- _Provided passage_:
────────

Mat Fraser first started performing as a punk musician before embarking on a career as an actor. His performance work has spanned over twenty years and includes TV appearances on Channel Four’s Cast Offs, and American Horror Story: Freak Show. He has worked presenting documentaries and podcasts for the BBC and Channel Four and his extensive onstage work includes close collaborations with disability-led theatre company Graeae – including Reasons to be Cheerful – and Improbable, with whom he created an adult retelling of Beauty and the Beast made with his wife Julie Atlas Muz in 2013. Now, he is about to play Richard III in Northern Broadsides’ production as part of Hull 2017.


Had you always wanted to be an actor?

Absolutely. My mum is an actor and when you see your parents onstage it’s often what you want to do. But I had a horrible audition when I was 13 for the school play and Carol Ann Proctor, who I really fancied at the time, was with her mate giggling about something. It was probably something about the band Slade, but as far as I was concerned, she was laughing at the very notion that I, as a disabled person, could be onstage. I was a little over sensitive when I was young and as a result I was deterred from acting completely.

────────

- _The tasks_:
1. Condense the paragraph of the Mat Fraser interview that begins "Mat Fraser first started performing" into a short bulleted list of its main facts.
2. Reproduce the Mat Fraser interview starting at the words "Mat Fraser first" and stopping after "of Hull 2017.", with "punk musician" changed to "rock musician".
The lines below have no connection to the interview with Mat Fraser.

- _Raw data_:

────────

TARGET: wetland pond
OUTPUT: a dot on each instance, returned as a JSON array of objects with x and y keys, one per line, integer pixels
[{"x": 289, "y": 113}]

────────

- _Worked answers_:
1.
- Began as a punk musician, then became an actor; has performed for over twenty years.
- TV roles include Channel Four's Cast Offs and American Horror Story: Freak Show.
- Has presented documentaries and podcasts for the BBC and Channel Four.
- Stage work includes collaborations with Graeae (including Reasons to be Cheerful) and with Improbable, with whom he and his wife Julie Atlas Muz created an adult retelling of Beauty and the Beast in 2013.
- Is about to play Richard III in Northern Broadsides' production as part of Hull 2017.

2.
Mat Fraser first started performing as a rock musician before embarking on a career as an actor. His performance work has spanned over twenty years and includes TV appearances on Channel Four’s Cast Offs, and American Horror Story: Freak Show. He has worked presenting documentaries and podcasts for the BBC and Channel Four and his extensive onstage work includes close collaborations with disability-led theatre company Graeae – including Reasons to be Cheerful – and Improbable, with whom he created an adult retelling of Beauty and the Beast made with his wife Julie Atlas Muz in 2013. Now, he is about to play Richard III in Northern Broadsides’ production as part of Hull 2017.